**WORK TO COMPLETE**
1. Quote the stretch of the decision theory thread from "t0: someone decides" through "for no reason.".
2. List the categories of the three-way taxonomy that the decision theory thread quotes footnote 2 as crediting to McClennen's book.

I feel confused by this example.
If I understand correctly, picking a more specific example.
t0: someone decides to toss a biased coin making it more likely it lands tails. If it lands heads you put 1M$ in box H. If it lands tails they put it in box T.
Adversary offers me (i) i’ll take H, free of charge; or (b) I’ll take T but I have to pay you 0.01$.
Then after the coin toss you offer me make a switch for 0.01$.
I this doesn’t sound like a money pump.
If I knew offer 2 is coming then I’m simply silly if I take the cheaper option, I’m plain throwing money away for no reason.
If I didn’t know then it seems I’m paying for options / lack of information not form making bad decissions.
Ah. I misunderstood. I missed that the uncertainty is on a different thing
Thank you for this overview! Unfortunately, I struggle to understand how your proposal differs from a variant of Updateless or Functional decision theory representing decisions as a preset function of observations, chosen so as to yield the best outcome. The trajectories on the possibilities tree still have to be sorted (e.g. by assigning some utility function to each trajectory or to precommitments that the agent makes and keeps or fails along with the outcomes of the branch).
Thanks for your comment!
My article is primarily a critique of the independence axiom, not a proposal for a specific alternative decision theory. So I can’t really answer “how does this differ from UDT/FDT” because there is no “this” in this sense, but, as far as I can understand your question, the connection you’re noticing is real and is actually part of the argument.
I argue explicitly (in section on Garrabrant’s comment) that updatelessness and the ergodicity economics critique converge on the same structural insight: both reject branch-by-branch post-update evaluation in favor of holistic policy-level or trajectory-level optimization. So the parallel to UDT/FDT is a feature, not a bug.
On your second point: yes, you still need to rank trajectories or policies. Dropping independence doesn’t mean dropping preferences. What it means is that this ranking need not decompose into the expected value of any function. You can have a complete, transitive preference ordering over trajectories that depends on global properties of the trajectory (like for example time-average growth rate) in ways that no branch-by-branch expected utility can capture. The ranking exists and is well-defined; it’s just not an EU ranking.
I emphasize here ergodicity economics because it provides an example of a principled, non-arbitrary way to construct this trajectory-level objective: derive it from the dynamics of the stochastic process via the ergodic mapping, rather than postulating a utility function and taking its expectation. UDT tells you to optimize over policies but doesn’t specify what to optimize. EE gives you a specific answer grounded in the mathematical structure of the process you’re embedded in.
As a lifelong “money pump” this has definitely given me something to think about.
In footnote 2, you write “So McClennen’s book is actually the key source that sets up the three-way taxonomy: naive, sophisticated, and resolute.” But nowhere else in this post do you refer to anything as “naive”, so this is a confusing choice of language.
Honestly that sentence sounds to me like something said by an LLM conducting a literature review which then wasn’t edited to make sure it still flows well in the final version of the post.

**EXCERPTED DATA**
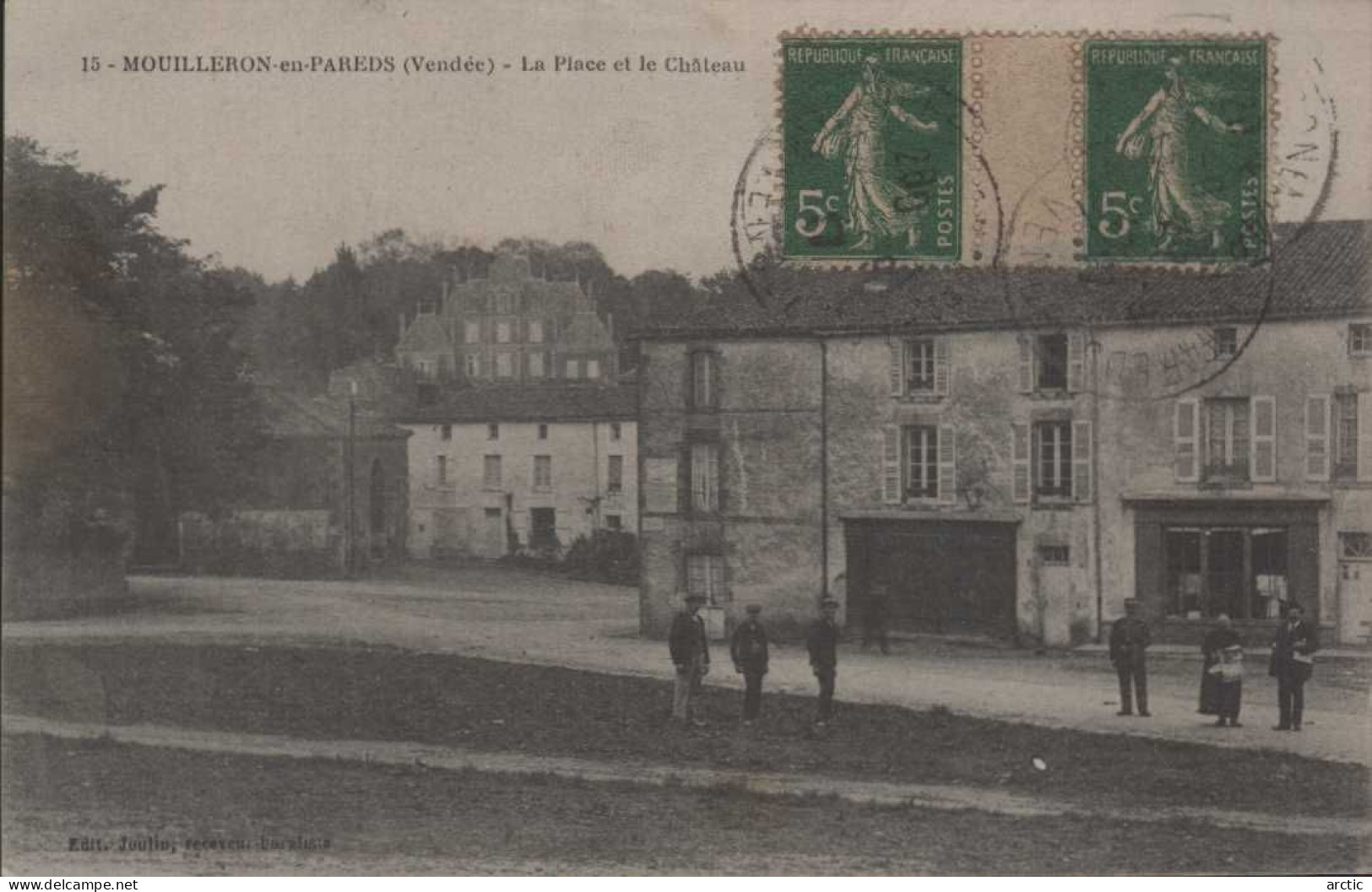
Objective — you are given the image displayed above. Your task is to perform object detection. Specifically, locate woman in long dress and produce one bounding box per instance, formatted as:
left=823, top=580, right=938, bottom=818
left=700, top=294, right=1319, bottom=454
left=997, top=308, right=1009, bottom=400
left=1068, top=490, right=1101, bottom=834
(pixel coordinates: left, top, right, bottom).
left=1198, top=614, right=1239, bottom=715
left=811, top=57, right=939, bottom=248
left=1115, top=57, right=1243, bottom=251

**EXERCISE ANSWERS**
1.
t0: someone decides to toss a biased coin making it more likely it lands tails. If it lands heads you put 1M$ in box H. If it lands tails they put it in box T.
Adversary offers me (i) i’ll take H, free of charge; or (b) I’ll take T but I have to pay you 0.01$.
Then after the coin toss you offer me make a switch for 0.01$.
I this doesn’t sound like a money pump.
If I knew offer 2 is coming then I’m simply silly if I take the cheaper option, I’m plain throwing money away for no reason.

2. naive, sophisticated, resolute